= Work instructions =
Copy every one of the records below word for word, leaving the pictures out of your copy.

= Working data =
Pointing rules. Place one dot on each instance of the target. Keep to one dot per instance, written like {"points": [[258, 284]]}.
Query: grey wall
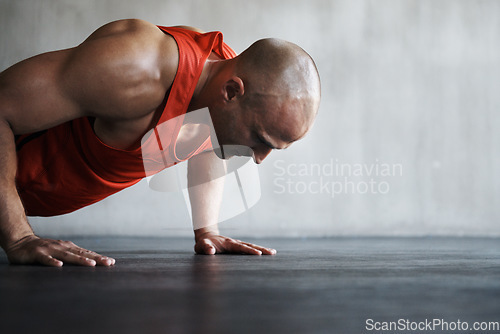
{"points": [[407, 84]]}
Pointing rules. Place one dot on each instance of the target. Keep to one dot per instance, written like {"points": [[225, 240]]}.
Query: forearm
{"points": [[13, 222], [206, 184]]}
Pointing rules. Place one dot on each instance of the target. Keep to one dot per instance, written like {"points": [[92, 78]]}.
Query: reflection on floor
{"points": [[311, 286]]}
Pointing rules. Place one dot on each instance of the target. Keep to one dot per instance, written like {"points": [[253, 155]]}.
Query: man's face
{"points": [[275, 124]]}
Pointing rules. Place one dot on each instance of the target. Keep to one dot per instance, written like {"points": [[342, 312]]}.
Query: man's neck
{"points": [[202, 93]]}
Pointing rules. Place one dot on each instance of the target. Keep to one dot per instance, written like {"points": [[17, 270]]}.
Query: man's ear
{"points": [[233, 88]]}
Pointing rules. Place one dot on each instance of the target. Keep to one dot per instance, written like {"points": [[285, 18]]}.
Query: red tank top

= Correct response =
Pointing rules. Place one dot on each instance of the target. Keep to one dot per instance, written like {"points": [[258, 284]]}.
Query: grey wall
{"points": [[407, 84]]}
Pointing rules. Place one dot on each instance of the target. Keep to one dot per instance, written like {"points": [[225, 240]]}.
Query: forearm
{"points": [[13, 222], [206, 184]]}
Pointing rules. Place one dot on each instance of the target. Keep to one dot per instance, written like {"points": [[92, 78]]}.
Query: reflection on floor
{"points": [[311, 286]]}
Pointing rules. Place one dot on each instance of the target. Keep to one dot per instance, written like {"points": [[253, 155]]}.
Query: man's face
{"points": [[275, 124]]}
Pointing rules. Place one dot on each instance of the target. Keep to one dot per instance, written like {"points": [[342, 312]]}.
Query: man's neck
{"points": [[202, 93]]}
Pointing rules. Place one dot on each instance of the target. Keep to one dot per instance, written like {"points": [[17, 270]]}.
Query: man's ear
{"points": [[233, 88]]}
Pointing rules. Place one dot on each instance of the target. Keep to one dot per instance, written like {"points": [[285, 18]]}.
Query: red tank top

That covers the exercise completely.